DATA SHOWN:
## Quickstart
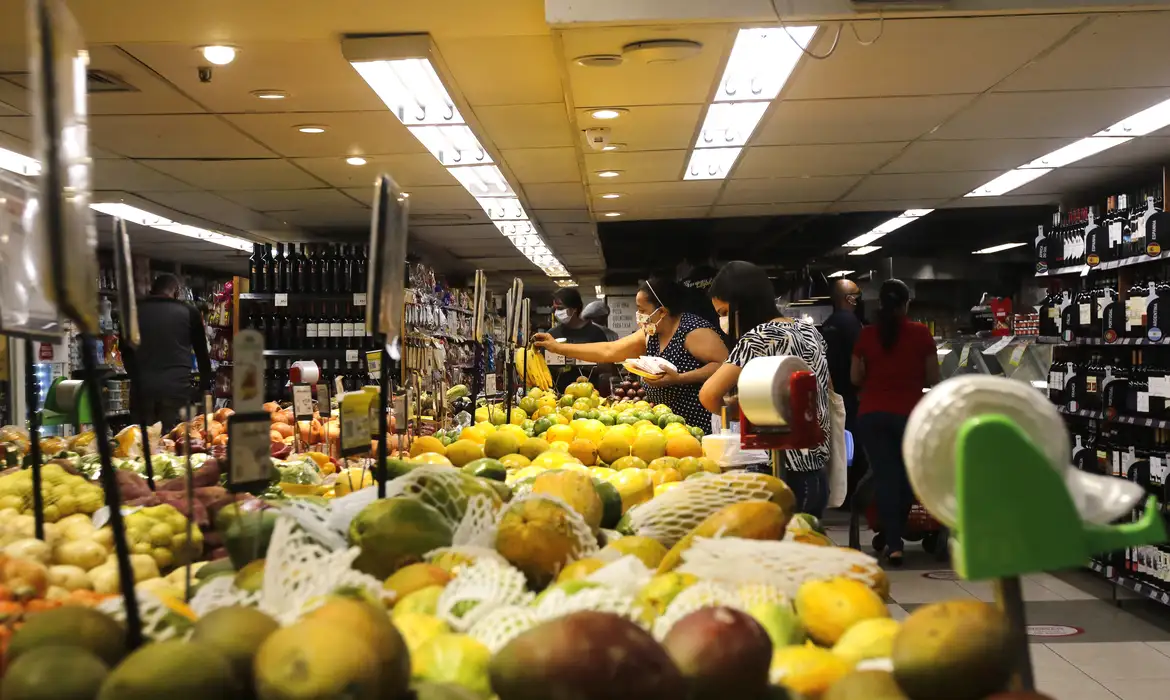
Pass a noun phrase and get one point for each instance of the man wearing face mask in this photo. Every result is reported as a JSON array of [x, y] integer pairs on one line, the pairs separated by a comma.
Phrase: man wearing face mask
[[841, 330], [566, 309]]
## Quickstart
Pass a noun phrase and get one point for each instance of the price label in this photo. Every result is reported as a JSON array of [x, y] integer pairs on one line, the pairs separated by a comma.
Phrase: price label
[[323, 403], [355, 407], [248, 457], [302, 402]]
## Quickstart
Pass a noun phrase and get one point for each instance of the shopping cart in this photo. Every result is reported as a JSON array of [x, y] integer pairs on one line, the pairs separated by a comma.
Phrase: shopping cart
[[920, 526]]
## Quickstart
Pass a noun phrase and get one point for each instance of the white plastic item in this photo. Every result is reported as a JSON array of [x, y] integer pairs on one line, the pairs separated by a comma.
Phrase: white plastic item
[[930, 441]]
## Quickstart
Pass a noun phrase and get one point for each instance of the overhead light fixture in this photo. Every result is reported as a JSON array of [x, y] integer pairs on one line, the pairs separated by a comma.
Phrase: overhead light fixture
[[888, 226], [218, 54], [998, 248], [605, 115], [758, 67], [144, 218], [400, 69]]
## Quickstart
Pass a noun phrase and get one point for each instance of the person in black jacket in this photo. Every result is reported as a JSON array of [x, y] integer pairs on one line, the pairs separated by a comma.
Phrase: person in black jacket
[[160, 366], [840, 331]]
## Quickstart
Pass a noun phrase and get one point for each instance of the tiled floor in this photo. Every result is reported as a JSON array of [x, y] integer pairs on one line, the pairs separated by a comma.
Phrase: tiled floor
[[1084, 645]]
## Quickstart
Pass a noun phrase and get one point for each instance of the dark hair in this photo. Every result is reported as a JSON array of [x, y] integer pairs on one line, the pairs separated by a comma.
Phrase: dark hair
[[749, 294], [667, 293], [892, 300], [569, 297], [165, 283]]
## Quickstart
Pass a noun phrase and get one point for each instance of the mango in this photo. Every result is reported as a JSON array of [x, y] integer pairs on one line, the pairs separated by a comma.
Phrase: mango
[[749, 520], [598, 656], [721, 652]]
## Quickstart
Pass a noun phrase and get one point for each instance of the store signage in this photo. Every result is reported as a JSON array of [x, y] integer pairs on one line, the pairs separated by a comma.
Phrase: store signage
[[1053, 631], [623, 313]]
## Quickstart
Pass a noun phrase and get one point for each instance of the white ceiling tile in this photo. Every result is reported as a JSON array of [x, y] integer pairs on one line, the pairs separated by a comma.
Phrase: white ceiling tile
[[118, 173], [799, 122], [649, 166], [494, 70], [926, 56], [525, 125], [411, 170], [543, 165], [950, 156], [172, 136], [793, 162], [1074, 114], [649, 128], [768, 210], [637, 82], [557, 196], [785, 190], [1115, 50], [936, 185], [655, 194], [348, 134], [267, 173], [276, 200]]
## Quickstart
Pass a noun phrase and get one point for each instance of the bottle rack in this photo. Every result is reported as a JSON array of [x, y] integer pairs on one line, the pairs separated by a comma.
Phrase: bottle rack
[[1110, 371]]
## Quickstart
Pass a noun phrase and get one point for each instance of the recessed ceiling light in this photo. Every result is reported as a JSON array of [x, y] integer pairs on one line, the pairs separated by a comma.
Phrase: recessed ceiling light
[[219, 54], [607, 114]]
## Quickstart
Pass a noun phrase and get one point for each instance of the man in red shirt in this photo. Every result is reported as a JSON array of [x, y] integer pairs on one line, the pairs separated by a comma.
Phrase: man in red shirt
[[893, 362]]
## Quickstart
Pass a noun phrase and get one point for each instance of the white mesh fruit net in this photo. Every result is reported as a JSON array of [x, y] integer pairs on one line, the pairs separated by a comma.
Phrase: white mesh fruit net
[[479, 589], [300, 572], [780, 564], [159, 622], [501, 625], [672, 515]]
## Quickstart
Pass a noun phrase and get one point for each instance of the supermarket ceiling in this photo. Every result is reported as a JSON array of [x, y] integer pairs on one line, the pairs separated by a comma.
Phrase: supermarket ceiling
[[904, 114]]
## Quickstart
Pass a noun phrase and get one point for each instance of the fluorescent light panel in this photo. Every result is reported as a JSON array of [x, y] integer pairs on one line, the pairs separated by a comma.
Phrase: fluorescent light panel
[[998, 248], [411, 88], [758, 67]]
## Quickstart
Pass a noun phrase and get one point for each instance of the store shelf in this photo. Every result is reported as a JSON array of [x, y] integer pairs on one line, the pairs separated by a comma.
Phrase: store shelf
[[1081, 269], [1142, 589], [1122, 419]]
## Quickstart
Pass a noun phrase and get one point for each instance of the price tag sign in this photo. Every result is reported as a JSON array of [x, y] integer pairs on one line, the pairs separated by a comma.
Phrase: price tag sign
[[355, 407], [302, 402], [373, 361], [323, 403], [248, 458]]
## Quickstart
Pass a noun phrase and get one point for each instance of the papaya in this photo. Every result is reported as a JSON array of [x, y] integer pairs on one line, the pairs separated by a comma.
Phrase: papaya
[[576, 489], [538, 537], [749, 520]]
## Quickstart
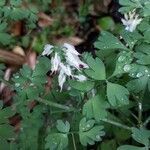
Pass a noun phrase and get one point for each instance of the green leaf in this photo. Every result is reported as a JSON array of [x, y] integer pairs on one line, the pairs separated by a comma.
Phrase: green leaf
[[81, 86], [123, 63], [130, 147], [141, 135], [56, 141], [6, 131], [3, 26], [107, 144], [63, 127], [143, 54], [130, 37], [90, 133], [96, 70], [138, 85], [108, 41], [117, 95], [95, 108], [5, 114], [15, 2]]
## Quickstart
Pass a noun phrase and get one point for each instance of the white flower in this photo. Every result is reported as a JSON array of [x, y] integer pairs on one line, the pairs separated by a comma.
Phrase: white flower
[[47, 49], [55, 61], [74, 60], [70, 48], [61, 79], [80, 77], [131, 20], [66, 69]]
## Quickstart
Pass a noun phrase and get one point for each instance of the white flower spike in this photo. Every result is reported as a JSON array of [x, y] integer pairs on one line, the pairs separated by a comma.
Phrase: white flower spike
[[61, 79], [65, 69], [70, 48], [47, 49], [55, 61], [131, 20]]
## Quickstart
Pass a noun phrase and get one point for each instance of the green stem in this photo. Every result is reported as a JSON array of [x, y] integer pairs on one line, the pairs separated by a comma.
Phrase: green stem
[[146, 121], [116, 124], [53, 104], [73, 140]]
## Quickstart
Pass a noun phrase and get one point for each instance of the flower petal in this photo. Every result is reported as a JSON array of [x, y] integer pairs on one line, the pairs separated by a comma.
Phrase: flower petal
[[47, 49]]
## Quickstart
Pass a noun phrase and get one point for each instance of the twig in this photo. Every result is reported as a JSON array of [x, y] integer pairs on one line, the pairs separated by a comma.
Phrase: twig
[[53, 104]]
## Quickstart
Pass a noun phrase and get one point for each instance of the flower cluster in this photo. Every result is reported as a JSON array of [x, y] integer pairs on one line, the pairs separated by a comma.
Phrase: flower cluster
[[131, 20], [65, 62]]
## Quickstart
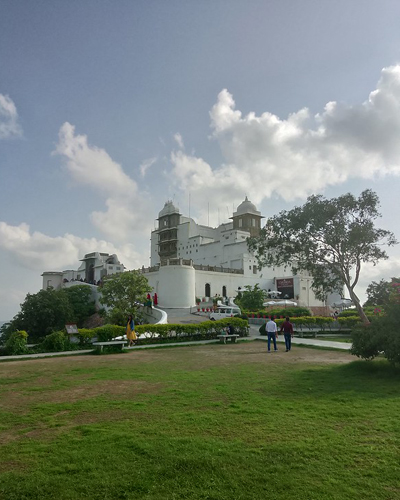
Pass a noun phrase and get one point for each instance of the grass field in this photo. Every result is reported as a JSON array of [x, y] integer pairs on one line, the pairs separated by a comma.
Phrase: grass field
[[205, 422]]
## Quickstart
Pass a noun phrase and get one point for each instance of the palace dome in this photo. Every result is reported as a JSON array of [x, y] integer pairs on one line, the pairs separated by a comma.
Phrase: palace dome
[[169, 208], [246, 207]]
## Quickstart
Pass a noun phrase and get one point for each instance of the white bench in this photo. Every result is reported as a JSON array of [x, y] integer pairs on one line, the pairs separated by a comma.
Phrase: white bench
[[99, 345], [223, 338]]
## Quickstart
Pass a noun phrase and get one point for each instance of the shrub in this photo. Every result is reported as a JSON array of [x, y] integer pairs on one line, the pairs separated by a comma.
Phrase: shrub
[[55, 342], [349, 321], [347, 313], [85, 336], [108, 332], [389, 336], [366, 341], [16, 343]]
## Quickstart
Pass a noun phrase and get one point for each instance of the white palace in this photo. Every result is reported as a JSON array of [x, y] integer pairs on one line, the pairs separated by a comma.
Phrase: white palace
[[189, 260]]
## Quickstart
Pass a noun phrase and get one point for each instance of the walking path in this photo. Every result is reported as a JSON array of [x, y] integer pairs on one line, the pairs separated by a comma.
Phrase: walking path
[[253, 335]]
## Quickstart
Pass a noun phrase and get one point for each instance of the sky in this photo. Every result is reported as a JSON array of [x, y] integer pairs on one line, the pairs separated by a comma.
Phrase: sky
[[109, 109]]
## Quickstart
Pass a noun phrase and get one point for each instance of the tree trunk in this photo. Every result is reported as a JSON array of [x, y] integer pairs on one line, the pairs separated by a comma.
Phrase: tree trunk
[[359, 308]]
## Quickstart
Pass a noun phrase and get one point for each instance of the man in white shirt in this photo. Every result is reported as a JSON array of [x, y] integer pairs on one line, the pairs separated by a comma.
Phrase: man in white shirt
[[272, 331]]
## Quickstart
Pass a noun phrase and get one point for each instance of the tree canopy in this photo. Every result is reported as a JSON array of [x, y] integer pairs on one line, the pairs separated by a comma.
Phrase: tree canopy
[[379, 293], [251, 298], [123, 292], [49, 310], [330, 239]]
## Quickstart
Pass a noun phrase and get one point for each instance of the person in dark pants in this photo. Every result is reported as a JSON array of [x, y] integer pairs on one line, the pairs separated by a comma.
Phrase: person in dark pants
[[287, 329], [272, 331], [230, 330]]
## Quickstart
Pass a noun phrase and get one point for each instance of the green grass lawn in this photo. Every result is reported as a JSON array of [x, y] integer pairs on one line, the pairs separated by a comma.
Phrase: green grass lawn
[[336, 338], [206, 422]]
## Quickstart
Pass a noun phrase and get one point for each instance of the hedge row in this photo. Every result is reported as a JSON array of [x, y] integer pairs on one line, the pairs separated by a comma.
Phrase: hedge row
[[292, 312], [320, 322], [206, 330]]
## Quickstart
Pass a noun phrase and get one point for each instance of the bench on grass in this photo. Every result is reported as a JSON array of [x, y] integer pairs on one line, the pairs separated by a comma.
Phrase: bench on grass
[[99, 345], [223, 338]]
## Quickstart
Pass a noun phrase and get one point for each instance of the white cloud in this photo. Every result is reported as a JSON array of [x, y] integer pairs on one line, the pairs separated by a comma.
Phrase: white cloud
[[90, 165], [146, 164], [39, 252], [300, 155], [179, 140], [127, 208], [9, 125]]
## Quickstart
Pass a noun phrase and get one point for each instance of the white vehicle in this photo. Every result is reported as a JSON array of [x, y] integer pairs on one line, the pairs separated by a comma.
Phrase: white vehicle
[[224, 312]]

INSTRUCTION: Copy out, unchanged, every line of the items above from the very first line through the line containing "Phrase: man wearing face mask", both ends included. Omit the pictures from your answer.

REPLY:
## Quickstart
Pass a noun phrase and get one point for each instance of the man wearing face mask in this photo. Every result is reported as a JSON array of [x, y] integer pairs on one line, the pairs separated by a comma.
Phrase: man wearing face mask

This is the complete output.